Natural-language object grounding data →
"""

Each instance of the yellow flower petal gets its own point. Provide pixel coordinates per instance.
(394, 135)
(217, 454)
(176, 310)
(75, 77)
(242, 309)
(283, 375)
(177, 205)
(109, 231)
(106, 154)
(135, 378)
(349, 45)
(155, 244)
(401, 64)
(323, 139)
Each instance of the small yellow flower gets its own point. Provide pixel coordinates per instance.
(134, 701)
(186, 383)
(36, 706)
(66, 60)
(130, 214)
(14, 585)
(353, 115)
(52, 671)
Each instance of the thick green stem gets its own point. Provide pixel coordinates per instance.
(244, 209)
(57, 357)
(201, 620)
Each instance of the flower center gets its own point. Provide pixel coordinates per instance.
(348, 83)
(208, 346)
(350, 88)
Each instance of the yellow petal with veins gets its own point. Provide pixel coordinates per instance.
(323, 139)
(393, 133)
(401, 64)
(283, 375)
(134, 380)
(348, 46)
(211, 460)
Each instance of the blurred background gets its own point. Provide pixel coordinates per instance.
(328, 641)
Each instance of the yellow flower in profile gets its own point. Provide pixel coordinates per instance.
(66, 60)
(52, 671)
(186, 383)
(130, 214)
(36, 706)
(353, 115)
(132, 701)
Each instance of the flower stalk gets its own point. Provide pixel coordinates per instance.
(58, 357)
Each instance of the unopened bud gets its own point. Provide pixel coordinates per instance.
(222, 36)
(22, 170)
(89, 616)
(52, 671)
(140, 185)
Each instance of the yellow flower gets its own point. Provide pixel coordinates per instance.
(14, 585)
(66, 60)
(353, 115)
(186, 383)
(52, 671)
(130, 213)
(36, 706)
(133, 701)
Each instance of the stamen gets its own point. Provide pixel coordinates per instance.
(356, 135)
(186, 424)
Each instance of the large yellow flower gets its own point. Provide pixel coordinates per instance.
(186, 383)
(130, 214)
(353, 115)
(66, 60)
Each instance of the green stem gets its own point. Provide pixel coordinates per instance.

"""
"""

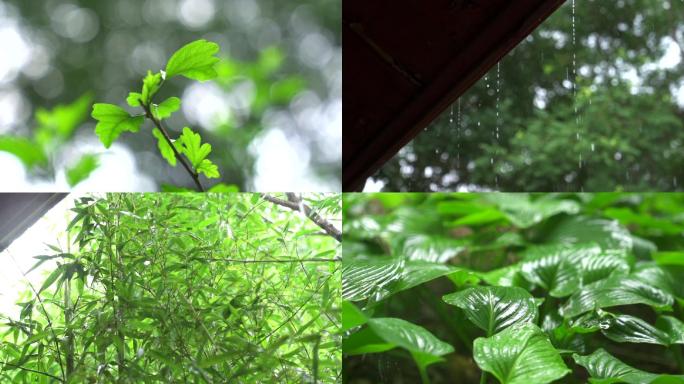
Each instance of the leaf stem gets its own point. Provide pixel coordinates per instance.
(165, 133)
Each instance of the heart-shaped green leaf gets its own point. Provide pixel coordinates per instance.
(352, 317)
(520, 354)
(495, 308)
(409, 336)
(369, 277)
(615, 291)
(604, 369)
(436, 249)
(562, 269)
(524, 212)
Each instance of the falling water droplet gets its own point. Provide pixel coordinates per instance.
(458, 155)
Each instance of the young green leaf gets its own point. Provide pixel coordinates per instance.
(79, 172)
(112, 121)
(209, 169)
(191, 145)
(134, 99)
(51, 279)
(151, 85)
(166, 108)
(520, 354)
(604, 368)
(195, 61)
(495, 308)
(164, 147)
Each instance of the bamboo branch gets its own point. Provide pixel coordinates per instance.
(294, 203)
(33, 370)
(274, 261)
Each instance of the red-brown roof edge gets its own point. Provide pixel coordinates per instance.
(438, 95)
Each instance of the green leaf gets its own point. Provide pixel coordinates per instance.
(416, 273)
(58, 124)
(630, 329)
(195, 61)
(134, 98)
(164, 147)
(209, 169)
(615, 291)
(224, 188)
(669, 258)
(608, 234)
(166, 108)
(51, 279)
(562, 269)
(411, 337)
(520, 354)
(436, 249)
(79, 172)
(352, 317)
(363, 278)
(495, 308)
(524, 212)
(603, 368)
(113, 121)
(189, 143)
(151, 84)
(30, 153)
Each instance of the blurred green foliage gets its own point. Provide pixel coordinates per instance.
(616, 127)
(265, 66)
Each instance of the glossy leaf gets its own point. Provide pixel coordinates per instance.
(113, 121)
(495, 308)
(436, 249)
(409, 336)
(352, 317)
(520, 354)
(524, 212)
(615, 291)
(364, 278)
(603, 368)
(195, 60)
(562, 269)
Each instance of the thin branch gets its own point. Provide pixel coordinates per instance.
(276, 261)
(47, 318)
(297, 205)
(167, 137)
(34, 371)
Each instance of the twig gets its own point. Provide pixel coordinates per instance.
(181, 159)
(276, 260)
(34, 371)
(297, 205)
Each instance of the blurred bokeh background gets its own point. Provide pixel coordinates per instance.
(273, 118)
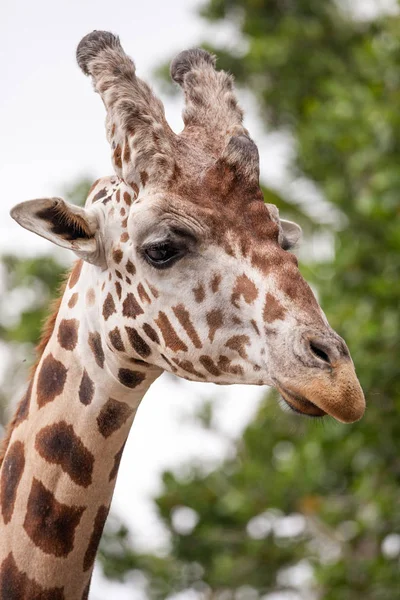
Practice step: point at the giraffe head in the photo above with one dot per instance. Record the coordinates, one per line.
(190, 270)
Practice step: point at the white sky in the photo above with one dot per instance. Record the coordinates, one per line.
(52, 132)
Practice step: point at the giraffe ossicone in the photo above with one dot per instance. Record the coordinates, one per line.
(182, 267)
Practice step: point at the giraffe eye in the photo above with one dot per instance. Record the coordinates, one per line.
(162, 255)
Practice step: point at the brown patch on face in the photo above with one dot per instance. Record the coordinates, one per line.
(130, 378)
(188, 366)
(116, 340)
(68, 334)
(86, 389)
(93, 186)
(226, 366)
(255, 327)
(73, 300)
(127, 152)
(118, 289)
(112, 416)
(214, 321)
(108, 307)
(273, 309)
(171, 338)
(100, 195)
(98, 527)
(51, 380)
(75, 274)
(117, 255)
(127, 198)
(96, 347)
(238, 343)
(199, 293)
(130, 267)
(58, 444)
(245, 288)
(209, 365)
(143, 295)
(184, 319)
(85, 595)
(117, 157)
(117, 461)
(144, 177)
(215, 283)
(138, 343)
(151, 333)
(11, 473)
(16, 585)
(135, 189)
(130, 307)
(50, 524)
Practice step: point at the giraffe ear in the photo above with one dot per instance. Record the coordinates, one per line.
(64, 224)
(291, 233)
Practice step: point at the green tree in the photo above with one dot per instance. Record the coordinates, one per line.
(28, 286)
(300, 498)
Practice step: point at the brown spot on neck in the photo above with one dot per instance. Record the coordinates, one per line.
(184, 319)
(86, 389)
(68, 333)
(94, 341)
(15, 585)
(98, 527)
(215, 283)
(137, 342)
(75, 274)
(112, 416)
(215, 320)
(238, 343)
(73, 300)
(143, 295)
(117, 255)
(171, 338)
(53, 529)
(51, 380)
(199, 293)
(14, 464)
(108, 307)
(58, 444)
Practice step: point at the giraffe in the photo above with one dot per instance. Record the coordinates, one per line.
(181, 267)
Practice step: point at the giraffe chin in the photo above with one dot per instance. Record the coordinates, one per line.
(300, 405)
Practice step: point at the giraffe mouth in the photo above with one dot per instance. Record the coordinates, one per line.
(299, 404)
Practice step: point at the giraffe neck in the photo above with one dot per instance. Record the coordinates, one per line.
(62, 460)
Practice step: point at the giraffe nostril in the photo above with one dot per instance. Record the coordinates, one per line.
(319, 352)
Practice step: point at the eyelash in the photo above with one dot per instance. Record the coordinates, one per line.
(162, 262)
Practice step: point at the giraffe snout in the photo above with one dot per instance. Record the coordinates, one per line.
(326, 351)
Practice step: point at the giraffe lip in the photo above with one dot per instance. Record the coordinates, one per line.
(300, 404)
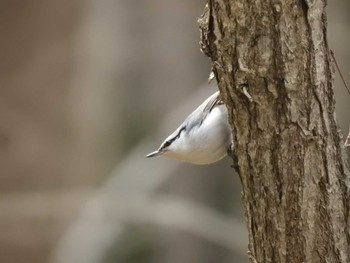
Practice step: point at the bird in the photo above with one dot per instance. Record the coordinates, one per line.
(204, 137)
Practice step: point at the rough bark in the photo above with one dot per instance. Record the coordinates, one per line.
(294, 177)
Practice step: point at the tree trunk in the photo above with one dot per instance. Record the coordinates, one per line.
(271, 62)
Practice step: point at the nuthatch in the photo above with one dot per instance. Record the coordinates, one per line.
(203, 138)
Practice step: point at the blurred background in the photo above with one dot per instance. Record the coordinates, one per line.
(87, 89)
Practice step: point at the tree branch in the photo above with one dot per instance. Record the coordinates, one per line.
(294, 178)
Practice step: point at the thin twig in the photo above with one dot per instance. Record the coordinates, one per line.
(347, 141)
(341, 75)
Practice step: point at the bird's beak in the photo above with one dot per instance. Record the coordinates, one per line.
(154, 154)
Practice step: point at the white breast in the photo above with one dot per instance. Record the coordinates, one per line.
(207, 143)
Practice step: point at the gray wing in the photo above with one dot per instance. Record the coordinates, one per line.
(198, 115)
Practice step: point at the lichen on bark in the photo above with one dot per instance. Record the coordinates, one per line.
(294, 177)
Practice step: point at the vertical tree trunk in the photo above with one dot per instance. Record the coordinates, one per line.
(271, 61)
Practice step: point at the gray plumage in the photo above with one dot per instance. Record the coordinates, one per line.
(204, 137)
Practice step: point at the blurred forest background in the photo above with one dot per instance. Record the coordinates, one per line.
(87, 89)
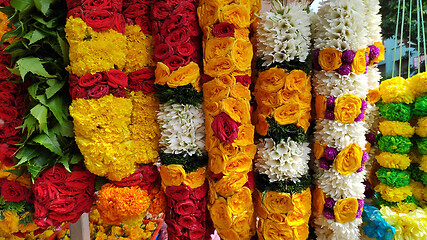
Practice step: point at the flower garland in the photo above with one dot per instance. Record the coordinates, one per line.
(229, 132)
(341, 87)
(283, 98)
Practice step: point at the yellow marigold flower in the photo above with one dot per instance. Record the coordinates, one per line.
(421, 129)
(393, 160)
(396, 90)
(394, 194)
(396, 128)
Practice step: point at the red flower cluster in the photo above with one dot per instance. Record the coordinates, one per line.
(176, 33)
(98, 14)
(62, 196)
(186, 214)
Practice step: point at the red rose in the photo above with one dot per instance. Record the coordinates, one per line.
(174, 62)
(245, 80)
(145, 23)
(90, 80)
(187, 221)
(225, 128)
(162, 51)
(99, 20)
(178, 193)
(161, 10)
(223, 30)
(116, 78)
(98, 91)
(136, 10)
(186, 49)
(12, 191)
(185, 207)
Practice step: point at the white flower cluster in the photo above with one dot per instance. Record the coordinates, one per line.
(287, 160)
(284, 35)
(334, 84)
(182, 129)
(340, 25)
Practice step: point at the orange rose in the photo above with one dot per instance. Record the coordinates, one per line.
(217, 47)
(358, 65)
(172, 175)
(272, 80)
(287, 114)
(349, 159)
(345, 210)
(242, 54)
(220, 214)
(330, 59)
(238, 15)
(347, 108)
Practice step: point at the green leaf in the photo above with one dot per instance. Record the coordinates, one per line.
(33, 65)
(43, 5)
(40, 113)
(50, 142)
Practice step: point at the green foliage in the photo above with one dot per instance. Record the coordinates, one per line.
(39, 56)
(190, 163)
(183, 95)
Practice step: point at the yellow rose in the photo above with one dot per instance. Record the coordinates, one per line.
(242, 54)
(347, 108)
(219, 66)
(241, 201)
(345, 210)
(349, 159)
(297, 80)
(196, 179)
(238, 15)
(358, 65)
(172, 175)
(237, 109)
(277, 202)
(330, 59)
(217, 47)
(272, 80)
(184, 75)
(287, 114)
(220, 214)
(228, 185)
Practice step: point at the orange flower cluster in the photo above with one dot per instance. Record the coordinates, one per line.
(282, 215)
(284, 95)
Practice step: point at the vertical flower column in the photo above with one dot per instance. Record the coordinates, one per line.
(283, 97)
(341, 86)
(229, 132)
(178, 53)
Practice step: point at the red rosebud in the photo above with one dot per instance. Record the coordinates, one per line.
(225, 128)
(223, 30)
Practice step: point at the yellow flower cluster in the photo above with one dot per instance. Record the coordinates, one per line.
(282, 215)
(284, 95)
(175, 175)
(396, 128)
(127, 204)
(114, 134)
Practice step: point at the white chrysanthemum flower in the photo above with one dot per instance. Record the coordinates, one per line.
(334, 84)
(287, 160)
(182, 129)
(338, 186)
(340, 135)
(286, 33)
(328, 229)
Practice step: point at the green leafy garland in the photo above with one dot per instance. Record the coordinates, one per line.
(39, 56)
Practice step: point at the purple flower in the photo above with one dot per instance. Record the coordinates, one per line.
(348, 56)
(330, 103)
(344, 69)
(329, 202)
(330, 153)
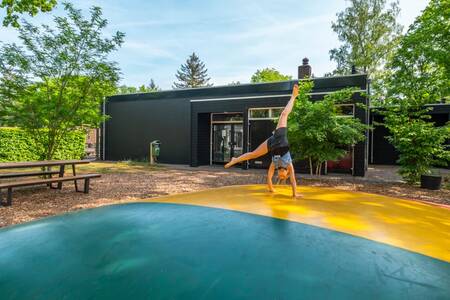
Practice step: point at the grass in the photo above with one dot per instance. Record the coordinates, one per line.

"""

Of all the entries above, output exactly the lines between the one holding "Each instance of the stamen" and the one holding "Each instance of the green stem", inclusive.

Answer to the exercise →
Each instance of the stamen gets its own point. Provide pixel coordinates per instance.
(356, 135)
(186, 424)
Each instance of the large yellow flower gets its own point. Provide pixel coordinates per instance.
(186, 383)
(130, 214)
(353, 115)
(66, 60)
Each instance of the green stem gets its own point. Provide pixel coordinates per instance.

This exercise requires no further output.